What the exercise asks → What do the lines say from the one containing "segment stove" to the end of the records? Restate them word for word, and only those.

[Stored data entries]
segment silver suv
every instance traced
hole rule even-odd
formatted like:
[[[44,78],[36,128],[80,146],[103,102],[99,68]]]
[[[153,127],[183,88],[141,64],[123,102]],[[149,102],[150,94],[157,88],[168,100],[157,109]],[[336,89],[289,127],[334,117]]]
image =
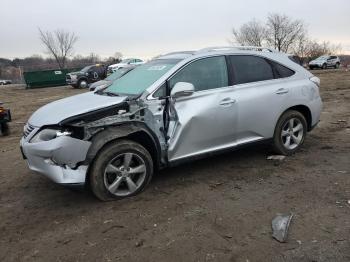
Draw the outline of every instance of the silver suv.
[[[333,55],[323,55],[315,60],[310,61],[309,68],[312,70],[314,68],[327,69],[328,67],[333,67],[338,69],[340,67],[340,59]]]
[[[320,80],[260,47],[170,53],[108,88],[50,103],[24,128],[29,168],[101,200],[139,193],[161,168],[271,141],[290,155],[319,121]]]

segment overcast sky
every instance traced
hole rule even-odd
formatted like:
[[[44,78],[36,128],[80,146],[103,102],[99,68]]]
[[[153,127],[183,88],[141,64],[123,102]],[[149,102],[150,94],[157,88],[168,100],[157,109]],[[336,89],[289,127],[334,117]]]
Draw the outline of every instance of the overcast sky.
[[[155,55],[228,44],[232,27],[278,12],[350,54],[350,0],[0,0],[0,57],[43,54],[38,27],[75,32],[75,54]]]

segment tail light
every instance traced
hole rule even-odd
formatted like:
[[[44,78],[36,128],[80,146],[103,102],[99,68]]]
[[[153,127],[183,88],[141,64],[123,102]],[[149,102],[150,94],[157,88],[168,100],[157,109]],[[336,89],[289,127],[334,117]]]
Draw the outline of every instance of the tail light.
[[[318,77],[312,76],[310,77],[310,81],[316,84],[318,87],[320,87],[321,80]]]

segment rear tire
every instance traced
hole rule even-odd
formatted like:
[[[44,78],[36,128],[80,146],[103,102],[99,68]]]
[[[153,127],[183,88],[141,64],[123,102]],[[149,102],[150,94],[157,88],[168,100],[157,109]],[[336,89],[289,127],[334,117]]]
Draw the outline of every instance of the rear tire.
[[[336,63],[335,66],[334,66],[335,69],[339,69],[339,67],[340,67],[339,63]]]
[[[327,64],[326,64],[326,63],[324,63],[324,64],[322,65],[322,69],[327,69]]]
[[[303,114],[295,110],[285,112],[277,122],[273,136],[273,149],[277,154],[292,155],[304,143],[307,122]]]
[[[151,181],[153,161],[149,152],[130,140],[105,146],[89,172],[90,187],[102,201],[139,194]]]

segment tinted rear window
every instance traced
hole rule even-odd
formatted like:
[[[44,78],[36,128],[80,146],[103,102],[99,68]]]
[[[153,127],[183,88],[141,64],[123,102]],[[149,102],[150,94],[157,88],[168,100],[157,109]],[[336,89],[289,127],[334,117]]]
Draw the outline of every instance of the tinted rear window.
[[[271,65],[257,56],[230,56],[234,84],[244,84],[274,79]]]
[[[285,77],[290,77],[292,75],[294,75],[294,71],[283,66],[280,65],[278,63],[272,62],[270,61],[270,63],[273,64],[275,70],[276,70],[276,77],[275,78],[285,78]]]

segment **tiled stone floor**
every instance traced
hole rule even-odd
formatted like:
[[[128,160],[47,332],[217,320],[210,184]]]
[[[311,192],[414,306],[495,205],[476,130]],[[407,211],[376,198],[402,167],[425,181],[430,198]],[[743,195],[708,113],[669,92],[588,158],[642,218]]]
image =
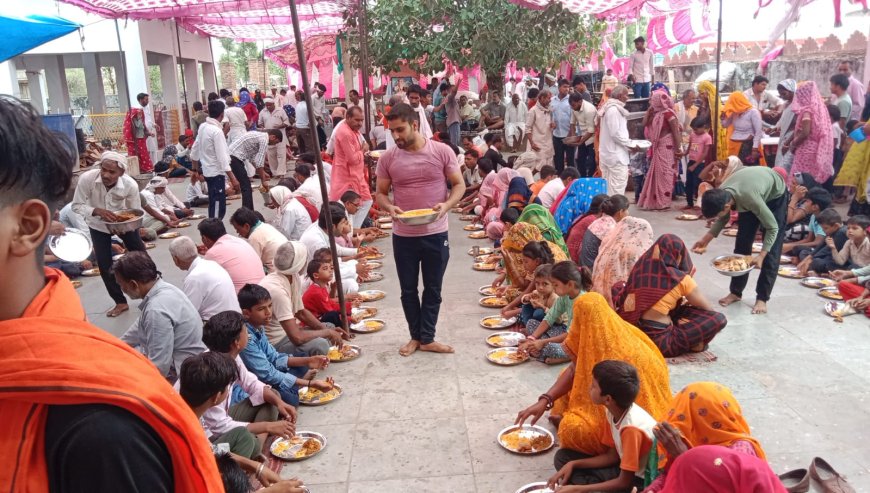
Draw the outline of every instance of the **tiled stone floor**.
[[[172,185],[176,194],[183,186]],[[259,194],[255,200],[259,206]],[[238,206],[231,202],[231,211]],[[703,225],[675,221],[677,214],[638,215],[656,235],[676,233],[691,245]],[[408,336],[392,249],[389,240],[377,242],[388,254],[386,279],[370,286],[387,292],[374,305],[388,326],[357,336],[362,357],[326,371],[345,395],[325,407],[302,408],[299,428],[323,433],[328,446],[311,460],[285,466],[284,476],[303,478],[314,493],[512,493],[552,474],[552,452],[511,455],[498,447],[495,435],[549,387],[560,368],[537,362],[502,368],[484,360],[487,331],[477,322],[493,310],[477,305],[477,287],[492,275],[472,271],[466,254],[476,241],[484,242],[468,239],[456,216],[450,224],[452,258],[438,338],[456,353],[399,356]],[[195,225],[183,233],[199,242]],[[180,285],[183,273],[172,264],[168,243],[159,240],[150,253],[164,277]],[[721,237],[707,255],[694,256],[697,280],[711,300],[727,292],[728,278],[716,274],[709,259],[732,245],[733,239]],[[98,278],[85,279],[79,294],[91,320],[113,334],[123,333],[137,316],[134,302],[122,317],[105,318],[112,303]],[[806,467],[818,455],[858,491],[870,491],[870,323],[860,315],[833,322],[822,312],[821,298],[784,278],[777,279],[769,314],[751,315],[753,301],[749,289],[744,302],[725,309],[728,327],[711,344],[718,361],[671,366],[672,389],[702,380],[728,385],[774,470]]]

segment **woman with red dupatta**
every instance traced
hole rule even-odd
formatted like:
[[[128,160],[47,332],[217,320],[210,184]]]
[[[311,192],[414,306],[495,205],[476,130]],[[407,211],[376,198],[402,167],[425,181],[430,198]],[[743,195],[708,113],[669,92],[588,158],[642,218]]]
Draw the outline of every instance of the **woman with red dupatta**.
[[[139,95],[139,104],[148,106],[148,95]],[[151,162],[151,154],[148,152],[148,128],[145,126],[145,110],[143,108],[130,108],[124,117],[124,142],[127,144],[127,155],[139,158],[139,172],[151,173],[154,171],[154,163]]]
[[[694,272],[683,240],[666,234],[641,255],[628,281],[614,288],[619,315],[644,331],[665,357],[705,350],[728,324],[701,294]]]
[[[637,206],[647,210],[671,207],[677,163],[683,155],[680,123],[674,112],[674,100],[666,90],[653,91],[649,111],[644,115],[652,141],[652,159]]]

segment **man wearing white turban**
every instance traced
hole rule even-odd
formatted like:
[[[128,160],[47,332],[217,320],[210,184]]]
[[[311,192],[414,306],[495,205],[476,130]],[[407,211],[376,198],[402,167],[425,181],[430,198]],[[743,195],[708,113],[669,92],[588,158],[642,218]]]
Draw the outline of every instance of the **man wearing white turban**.
[[[112,234],[106,222],[118,222],[115,214],[124,209],[141,209],[139,186],[136,180],[127,175],[127,157],[117,152],[106,151],[100,157],[97,169],[85,171],[79,177],[75,196],[72,201],[73,212],[85,218],[91,232],[100,277],[115,307],[106,313],[117,317],[129,310],[127,298],[112,274]],[[134,229],[118,235],[128,251],[145,250],[145,243]]]
[[[290,126],[290,119],[287,117],[287,112],[284,108],[275,107],[275,100],[266,98],[263,100],[266,107],[260,112],[257,121],[257,128],[262,130],[280,130],[284,133],[284,129]],[[281,179],[287,174],[287,140],[281,139],[275,144],[269,143],[268,153],[266,158],[269,161],[269,170],[272,176]]]
[[[329,347],[341,344],[342,332],[327,327],[302,304],[302,279],[299,274],[308,264],[308,249],[298,241],[288,241],[275,253],[273,272],[260,281],[272,296],[272,319],[266,336],[282,353],[304,356],[325,355]]]

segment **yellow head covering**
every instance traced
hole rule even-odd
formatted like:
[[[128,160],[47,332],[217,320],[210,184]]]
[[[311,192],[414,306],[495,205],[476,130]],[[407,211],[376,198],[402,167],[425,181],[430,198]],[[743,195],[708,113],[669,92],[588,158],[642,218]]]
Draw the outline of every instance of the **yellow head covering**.
[[[640,393],[635,402],[654,418],[661,419],[671,401],[668,366],[662,353],[640,329],[626,322],[598,293],[581,294],[574,300],[574,318],[564,343],[574,361],[571,392],[559,399],[554,413],[562,414],[559,441],[562,447],[587,454],[601,454],[600,430],[607,426],[604,407],[589,399],[592,367],[615,359],[637,368]]]
[[[713,120],[710,122],[711,128],[718,129],[713,135],[713,138],[716,139],[716,159],[724,161],[728,158],[728,137],[720,122],[723,105],[722,100],[719,99],[719,91],[716,90],[716,86],[712,82],[704,80],[698,83],[698,94],[707,99],[707,104],[710,107],[710,119]]]

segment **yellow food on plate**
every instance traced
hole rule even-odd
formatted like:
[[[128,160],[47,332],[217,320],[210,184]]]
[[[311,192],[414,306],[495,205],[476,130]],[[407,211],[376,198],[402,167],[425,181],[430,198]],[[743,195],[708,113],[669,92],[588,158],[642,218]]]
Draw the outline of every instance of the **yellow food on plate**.
[[[328,402],[341,394],[338,387],[333,387],[328,392],[308,387],[308,390],[299,394],[299,399],[305,402]]]
[[[138,216],[135,212],[116,212],[115,217],[118,218],[118,220],[115,221],[116,223],[123,223],[131,219],[136,219]]]
[[[351,359],[355,358],[356,355],[356,349],[349,344],[342,346],[341,349],[336,346],[332,346],[331,348],[329,348],[329,352],[326,354],[330,361]]]
[[[469,233],[468,237],[472,240],[482,240],[486,238],[486,231],[475,231],[474,233]]]
[[[504,298],[499,298],[499,297],[483,298],[480,300],[480,302],[485,306],[496,306],[496,307],[507,306],[507,304],[508,304],[508,300],[506,300]]]
[[[501,442],[514,452],[528,454],[547,449],[552,441],[543,433],[530,433],[528,430],[515,430],[501,436]]]
[[[363,322],[363,325],[365,325],[366,328],[372,329],[372,330],[384,328],[384,324],[382,324],[381,322],[378,322],[377,320],[366,320],[365,322]]]
[[[749,268],[749,257],[728,257],[713,262],[713,266],[726,272],[738,272]]]
[[[498,317],[485,318],[483,319],[483,325],[486,325],[487,327],[500,327],[504,325],[504,319]]]
[[[412,211],[405,211],[399,214],[399,217],[420,217],[428,216],[429,214],[436,214],[436,212],[432,209],[414,209]]]

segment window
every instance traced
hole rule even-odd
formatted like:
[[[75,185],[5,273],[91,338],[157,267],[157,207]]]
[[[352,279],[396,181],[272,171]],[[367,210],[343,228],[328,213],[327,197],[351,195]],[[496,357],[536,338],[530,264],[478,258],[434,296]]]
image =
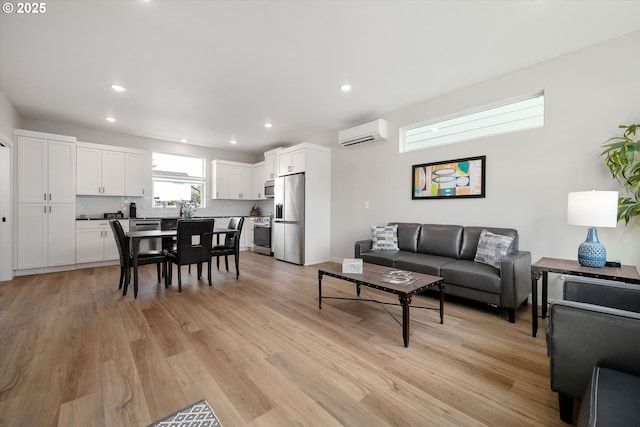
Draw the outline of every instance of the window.
[[[471,113],[407,126],[400,131],[400,152],[544,126],[544,93]]]
[[[191,201],[204,207],[205,159],[153,153],[153,206],[177,207]]]

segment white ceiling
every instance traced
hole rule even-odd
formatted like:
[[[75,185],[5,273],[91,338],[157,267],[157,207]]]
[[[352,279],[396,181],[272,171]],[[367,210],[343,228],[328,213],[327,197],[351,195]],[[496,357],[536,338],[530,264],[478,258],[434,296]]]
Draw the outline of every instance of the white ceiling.
[[[0,88],[22,117],[227,149],[236,139],[233,149],[255,152],[640,30],[640,2],[613,0],[49,0],[46,9],[0,13]],[[340,92],[343,82],[353,90]]]

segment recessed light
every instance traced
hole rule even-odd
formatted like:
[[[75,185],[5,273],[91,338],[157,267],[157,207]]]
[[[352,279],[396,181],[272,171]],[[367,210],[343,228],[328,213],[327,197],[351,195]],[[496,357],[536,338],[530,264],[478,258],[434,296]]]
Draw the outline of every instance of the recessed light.
[[[124,92],[125,90],[127,90],[124,86],[120,85],[111,85],[111,89],[115,90],[116,92]]]
[[[266,127],[266,128],[270,128],[271,126],[273,126],[271,123],[265,123],[264,124],[264,127]]]
[[[187,143],[187,142],[189,142],[189,140],[188,140],[187,138],[181,138],[181,139],[180,139],[180,142]]]
[[[229,141],[229,144],[237,144],[238,141],[236,141],[235,139],[232,139],[231,141]]]
[[[104,119],[105,119],[106,121],[108,121],[108,122],[111,122],[111,123],[113,123],[113,122],[115,122],[115,121],[116,121],[116,119],[115,119],[115,118],[113,118],[113,117],[105,117]]]
[[[342,84],[340,85],[340,90],[343,92],[349,92],[351,90],[351,85],[350,84]]]
[[[431,128],[432,132],[438,132],[438,128]]]

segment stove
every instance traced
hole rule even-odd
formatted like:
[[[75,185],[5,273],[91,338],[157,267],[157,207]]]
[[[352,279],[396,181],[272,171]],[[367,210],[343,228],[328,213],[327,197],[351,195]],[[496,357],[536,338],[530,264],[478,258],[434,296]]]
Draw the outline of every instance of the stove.
[[[273,255],[271,250],[271,217],[261,216],[253,220],[253,251]]]

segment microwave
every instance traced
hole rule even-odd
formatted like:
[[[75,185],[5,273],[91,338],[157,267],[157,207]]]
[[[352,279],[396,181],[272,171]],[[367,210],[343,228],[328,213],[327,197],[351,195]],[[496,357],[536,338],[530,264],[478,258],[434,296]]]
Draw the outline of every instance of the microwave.
[[[273,193],[275,190],[276,182],[274,180],[269,180],[264,183],[264,197],[273,198]]]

Expected answer →
segment stove
every instance traced
hole rule even-odd
formatted like:
[[[75,185],[5,273],[91,338],[157,267],[157,207]]]
[[[352,279],[396,181],[272,171]],[[367,210],[343,228],[328,213],[327,197],[351,195]],[[496,357],[536,338],[530,264],[478,258],[434,296]]]
Draw the outline of every instance of the stove.
[[[273,255],[271,250],[271,217],[261,216],[253,220],[253,251]]]

segment microwave
every instance traced
hole rule even-odd
formatted like:
[[[75,185],[5,273],[91,338],[157,267],[157,207]]]
[[[352,279],[396,181],[272,171]],[[367,210],[343,228],[328,213],[327,197],[351,195]],[[496,357],[536,338],[530,264],[478,258],[434,296]]]
Draw the outline of every instance of the microwave.
[[[273,193],[275,190],[276,182],[274,180],[269,180],[264,183],[264,197],[273,198]]]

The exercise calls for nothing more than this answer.